## Material provided
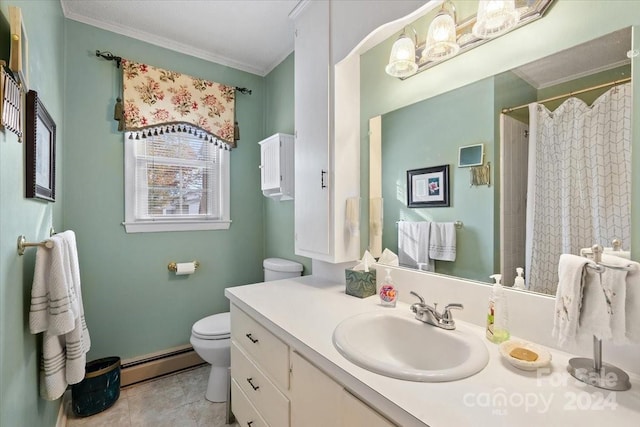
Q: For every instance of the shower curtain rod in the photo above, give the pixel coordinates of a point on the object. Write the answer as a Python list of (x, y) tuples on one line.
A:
[(553, 98)]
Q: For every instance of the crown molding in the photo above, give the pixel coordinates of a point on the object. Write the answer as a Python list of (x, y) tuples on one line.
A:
[(165, 43)]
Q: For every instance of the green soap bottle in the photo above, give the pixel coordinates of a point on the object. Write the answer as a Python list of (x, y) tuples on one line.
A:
[(497, 316)]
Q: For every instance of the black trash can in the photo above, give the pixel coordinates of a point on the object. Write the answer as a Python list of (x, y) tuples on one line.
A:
[(99, 389)]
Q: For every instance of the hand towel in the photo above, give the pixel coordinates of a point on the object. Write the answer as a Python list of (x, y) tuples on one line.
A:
[(632, 303), (52, 295), (413, 244), (442, 241), (594, 313), (588, 252), (614, 285), (352, 216), (571, 273), (375, 216)]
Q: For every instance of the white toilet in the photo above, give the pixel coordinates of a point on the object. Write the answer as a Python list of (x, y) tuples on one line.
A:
[(211, 336)]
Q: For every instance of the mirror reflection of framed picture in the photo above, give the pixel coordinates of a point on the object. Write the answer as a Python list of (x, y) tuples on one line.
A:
[(428, 187), (40, 136), (471, 155)]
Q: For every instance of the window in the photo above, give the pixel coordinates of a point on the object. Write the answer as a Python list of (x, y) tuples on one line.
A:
[(175, 182)]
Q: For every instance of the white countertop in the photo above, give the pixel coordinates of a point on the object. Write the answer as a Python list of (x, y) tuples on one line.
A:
[(304, 312)]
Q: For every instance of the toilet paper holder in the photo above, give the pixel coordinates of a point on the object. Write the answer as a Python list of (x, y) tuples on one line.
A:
[(173, 266)]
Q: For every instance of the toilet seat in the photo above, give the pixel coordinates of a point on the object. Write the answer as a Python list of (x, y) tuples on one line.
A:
[(215, 327)]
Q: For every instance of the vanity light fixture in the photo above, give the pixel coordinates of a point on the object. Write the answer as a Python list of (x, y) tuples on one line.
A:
[(494, 18), (441, 38), (402, 61)]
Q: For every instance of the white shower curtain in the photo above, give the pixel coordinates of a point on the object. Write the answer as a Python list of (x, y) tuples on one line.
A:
[(579, 184)]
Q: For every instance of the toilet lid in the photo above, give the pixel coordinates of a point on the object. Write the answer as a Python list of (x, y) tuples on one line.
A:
[(213, 327)]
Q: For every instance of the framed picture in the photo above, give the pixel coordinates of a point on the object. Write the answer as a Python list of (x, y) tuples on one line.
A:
[(19, 57), (428, 187), (40, 137), (471, 155)]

## Exercise brief
Please reproduce all of the records above word for word, leaving out the pictures.

## Result of this exercise
Q: For every instance of the shower curtain rod in the photo above, give the pixel coordinates of a point on the object. Write the answer as a Python list of (x, y) tuples on one line.
A:
[(553, 98)]
Q: For every instance of the crown molding in the photo above, give the pixel coordinates of a point on the object. Write the answer as a Python list of (x, y) tuples on one line.
A:
[(165, 43)]
Q: For every instance of the green soap bottle in the photo above, give the pixel coordinates of a point on the object. Write the answer as a Python list of (x, y) tuples on one line.
A:
[(497, 316)]
Q: For every instance of the black trash can in the photo above, give the pixel coordinates of a point on the object. Write the answer as a Python list of (x, y) tuples on one line.
A:
[(99, 389)]
Q: For every instance of the hand towel in the photo above, give the pixel coordinates of a point on the object. Write the answer as a Python list of (x, y) tuples on one line.
A:
[(632, 303), (52, 295), (413, 244), (442, 241), (594, 313), (588, 252), (614, 285), (352, 216), (571, 273), (375, 216)]
Q: For every instance of the white toilet in the photo above, give the pixel coordinates of a point on the object. Write the answer as a Python list of (x, y) tuples on one line.
A:
[(211, 336)]
Q: For every instance of the mirror reflection of framed picture in the photo above, give the pixel coordinates of a point on the object. Write the answer as a Python list of (x, y) tuples on one line.
A:
[(428, 187), (40, 136), (471, 155)]
Q: For every instance of the window in the photo above, give the pixel coordinates of a point on the object. Write the answer as a Python list of (x, y) tuples on one line.
A:
[(175, 182)]
Q: For every instance of the white countertop in the photo above, give the pixel coordinates of a point on the object. Write the answer as a Python list of (x, y) tuples on one line.
A:
[(304, 312)]
Q: For every instance of the toilet paper holder in the photo above, give the pixel coordinates of a point on the object. Write the answer as a Python list of (x, y) tuples on one line.
A:
[(173, 266)]
Q: For every instance of the toilet seat in the photo above, give the pixel coordinates of a point on the object. Write the answer as a Python list of (x, y) tuples on one line.
A:
[(215, 327)]
Q: For every instance of the vanity light fixture in the photo above, give the pixel coordinates of a point on the object. Write the answer as a Python list of (x, y) tuples on one line.
A:
[(494, 18), (441, 38), (402, 61)]
Q: For every instance of the white shower curtain in the photo above, give the pixel coordinates of a point on the object. Write the answer as a Python list of (x, y) tuples on one line.
A:
[(579, 184)]
Q: For every instance of the toilet lid in the photo above, give the pixel coordinates of a point on the object. Write the answer as a Python list of (x, y) tuples on one line.
A:
[(213, 327)]
Q: For every instance of the framed picture in the photo above, give the pixel coordinates of a point on the object. Write the answer as a Python list of (x, y) tuples on one line.
A:
[(19, 57), (428, 187), (40, 137), (471, 155)]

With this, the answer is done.